» **SUPPLIED MATERIAL**:

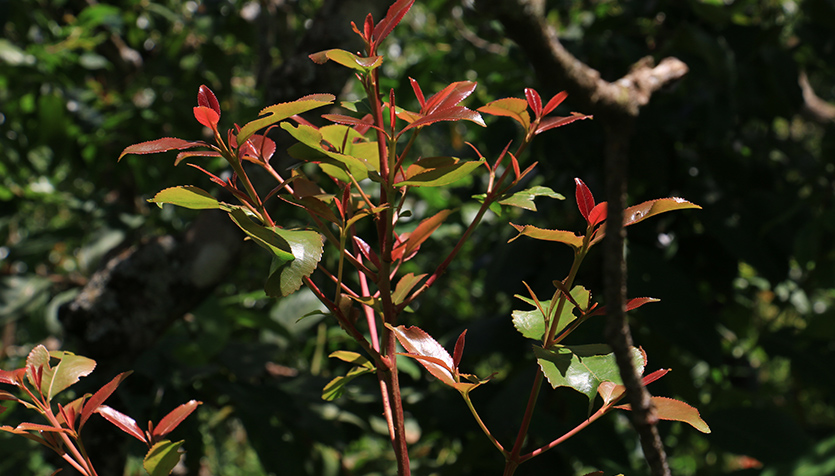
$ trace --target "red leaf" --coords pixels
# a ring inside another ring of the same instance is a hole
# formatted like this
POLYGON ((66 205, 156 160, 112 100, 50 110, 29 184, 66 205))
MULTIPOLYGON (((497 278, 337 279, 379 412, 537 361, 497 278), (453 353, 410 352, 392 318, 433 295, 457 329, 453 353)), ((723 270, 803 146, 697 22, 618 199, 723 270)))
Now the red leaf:
MULTIPOLYGON (((397 0, 394 2, 392 6, 389 7, 388 12, 386 12, 385 18, 380 20, 380 23, 374 27, 374 44, 379 45, 381 41, 385 37, 391 33, 391 30, 400 23, 400 20, 403 19, 403 16, 412 8, 412 4, 415 3, 415 0, 397 0)), ((375 48, 376 49, 376 48, 375 48)))
POLYGON ((217 102, 215 93, 213 93, 212 90, 205 84, 201 84, 200 88, 197 90, 197 105, 208 107, 209 109, 215 111, 218 117, 220 117, 220 104, 217 102))
POLYGON ((594 227, 606 221, 607 211, 608 204, 606 202, 600 202, 595 205, 589 212, 589 225, 594 227))
POLYGON ((440 90, 426 101, 426 108, 421 109, 424 115, 432 114, 435 111, 440 111, 453 106, 457 106, 461 101, 475 91, 478 84, 473 81, 458 81, 452 83, 440 90))
POLYGON ((589 220, 589 213, 594 208, 594 196, 591 190, 579 178, 574 179, 577 185, 574 189, 574 197, 577 199, 577 208, 580 209, 580 214, 586 219, 586 223, 591 223, 589 220))
POLYGON ((551 114, 554 111, 554 109, 557 108, 557 106, 559 106, 560 104, 562 104, 563 101, 565 101, 565 98, 567 97, 568 93, 565 91, 561 91, 555 94, 554 97, 552 97, 551 100, 548 101, 548 104, 545 105, 545 108, 542 110, 542 115, 547 116, 548 114, 551 114))
POLYGON ((533 110, 534 117, 542 117, 542 98, 539 97, 539 93, 533 88, 525 88, 525 98, 533 110))
POLYGON ((581 119, 593 119, 594 116, 587 116, 585 114, 580 114, 579 112, 572 112, 570 116, 567 117, 549 117, 544 121, 539 123, 539 127, 536 128, 537 134, 542 134, 543 132, 553 129, 555 127, 564 126, 566 124, 571 124, 574 121, 579 121, 581 119))
POLYGON ((98 389, 96 393, 87 400, 87 403, 84 404, 84 408, 81 410, 81 421, 78 423, 78 430, 81 431, 81 428, 84 427, 84 423, 87 422, 87 419, 90 418, 90 415, 95 413, 95 411, 107 400, 113 392, 116 391, 116 388, 119 386, 120 383, 124 379, 127 378, 128 375, 132 374, 133 371, 122 372, 116 377, 113 378, 110 382, 108 382, 105 386, 98 389))
POLYGON ((452 364, 453 369, 458 368, 458 364, 461 363, 461 356, 464 354, 464 337, 467 335, 467 329, 464 329, 464 332, 458 336, 458 340, 455 341, 455 350, 452 352, 452 364))
POLYGON ((171 433, 174 428, 177 428, 177 425, 183 422, 191 412, 193 412, 198 405, 203 402, 198 402, 197 400, 190 400, 187 403, 180 405, 179 407, 172 410, 168 415, 165 415, 162 420, 159 421, 156 428, 154 428, 153 436, 154 439, 162 438, 163 436, 171 433))
POLYGON ((194 108, 194 118, 197 122, 203 124, 211 130, 217 130, 217 123, 220 120, 220 114, 214 109, 206 106, 197 106, 194 108))
POLYGON ((429 124, 434 124, 436 122, 441 121, 460 121, 460 120, 467 120, 475 122, 476 124, 484 127, 484 119, 481 118, 481 114, 473 111, 472 109, 467 109, 464 106, 457 106, 451 107, 447 109, 440 110, 433 114, 429 114, 427 116, 421 117, 420 119, 416 120, 415 122, 409 124, 408 126, 404 127, 403 130, 400 131, 402 134, 403 132, 412 129, 414 127, 423 127, 428 126, 429 124))
POLYGON ((412 91, 415 92, 418 103, 420 103, 420 109, 423 110, 424 106, 426 106, 426 99, 423 97, 423 91, 421 91, 420 85, 412 78, 409 78, 409 83, 412 85, 412 91))
POLYGON ((421 221, 420 225, 409 235, 409 239, 406 240, 404 256, 409 256, 412 252, 417 251, 421 243, 426 241, 451 213, 452 210, 441 210, 430 218, 421 221))
POLYGON ((139 428, 139 425, 136 424, 136 421, 133 418, 125 415, 124 413, 118 410, 114 410, 113 408, 110 408, 107 405, 99 405, 99 407, 96 408, 95 413, 98 413, 99 415, 103 416, 105 420, 109 421, 110 423, 113 423, 120 430, 136 438, 137 440, 145 444, 148 443, 148 439, 145 437, 145 434, 142 433, 142 430, 139 428))
POLYGON ((418 359, 421 365, 432 375, 447 385, 454 385, 453 368, 455 367, 449 352, 429 334, 417 326, 390 327, 394 335, 409 354, 428 359, 418 359))
POLYGON ((194 147, 209 147, 209 145, 203 141, 192 142, 183 139, 177 139, 175 137, 163 137, 162 139, 129 145, 125 148, 125 150, 122 151, 122 154, 119 155, 118 160, 122 160, 122 157, 128 154, 156 154, 159 152, 168 152, 169 150, 183 150, 191 149, 194 147))
POLYGON ((639 307, 643 306, 644 304, 646 304, 648 302, 658 302, 658 301, 660 301, 660 299, 647 298, 647 297, 632 298, 626 303, 626 310, 631 311, 633 309, 638 309, 639 307))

» **PROMPT**: Could you give the records again from their first line up to and including the line with "MULTIPOLYGON (((397 0, 394", replacing "red leaf" with "orange leaf" and changing nothing else? Leave the pictures out.

» **CORRECT ANSWER**:
$ trace --target "orange leaf" --coords pixels
# a ring inside another ring of the same instance is a hole
# formatted like this
POLYGON ((66 205, 156 160, 112 100, 50 110, 29 184, 66 205))
MULTIPOLYGON (((497 278, 337 279, 379 412, 537 361, 497 278), (453 353, 410 352, 392 318, 433 295, 457 329, 453 353)), ((723 270, 803 146, 697 22, 618 199, 723 270)))
Now the orange leaf:
MULTIPOLYGON (((397 0, 394 2, 392 6, 389 7, 388 12, 386 12, 385 18, 380 20, 380 23, 374 27, 374 44, 379 45, 381 41, 385 37, 391 33, 391 30, 400 23, 400 20, 403 19, 403 16, 412 8, 412 4, 415 3, 415 0, 397 0)), ((375 48, 376 49, 376 48, 375 48)))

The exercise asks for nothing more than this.